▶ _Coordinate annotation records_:
^^^^^^^^^^^^^^^^
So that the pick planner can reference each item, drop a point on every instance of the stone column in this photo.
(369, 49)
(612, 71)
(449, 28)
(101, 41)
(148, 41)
^^^^^^^^^^^^^^^^
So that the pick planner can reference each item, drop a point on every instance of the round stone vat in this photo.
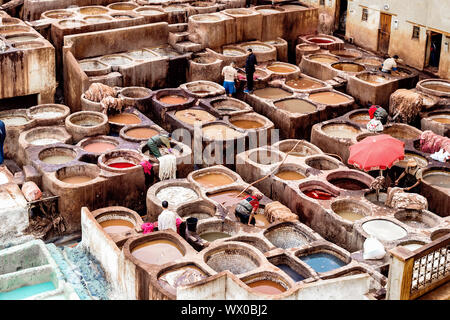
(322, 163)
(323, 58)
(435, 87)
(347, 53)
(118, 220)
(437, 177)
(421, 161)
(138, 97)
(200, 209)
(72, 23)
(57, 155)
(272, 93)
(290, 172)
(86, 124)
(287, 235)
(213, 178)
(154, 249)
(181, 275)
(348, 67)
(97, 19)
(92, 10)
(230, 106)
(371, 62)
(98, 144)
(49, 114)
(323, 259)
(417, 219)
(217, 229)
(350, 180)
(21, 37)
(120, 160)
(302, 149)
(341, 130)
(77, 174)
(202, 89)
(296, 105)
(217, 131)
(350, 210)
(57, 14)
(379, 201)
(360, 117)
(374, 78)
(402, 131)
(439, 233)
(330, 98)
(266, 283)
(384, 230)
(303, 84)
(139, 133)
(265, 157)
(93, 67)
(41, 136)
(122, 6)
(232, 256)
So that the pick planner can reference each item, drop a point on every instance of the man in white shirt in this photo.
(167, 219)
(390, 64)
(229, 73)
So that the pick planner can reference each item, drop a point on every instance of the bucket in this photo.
^^^^^^^^^^^^^^^^
▶ _Set task_:
Collect every line in the rows above that contains the word "point". Copy each one in full.

▶ _Exercise result_:
So that the pick planner can reference each item, drop a point on every instance of the stone column in this photo.
So that the pick planner can reference each item, drop a point on every instance of the round stone vat in this photo.
So that the pick planner can reference each item, drop a point on every instance of the man in white shirt in this photo.
So that the pick planner can reference each item, drop a point on every instance of the bucket in this photo.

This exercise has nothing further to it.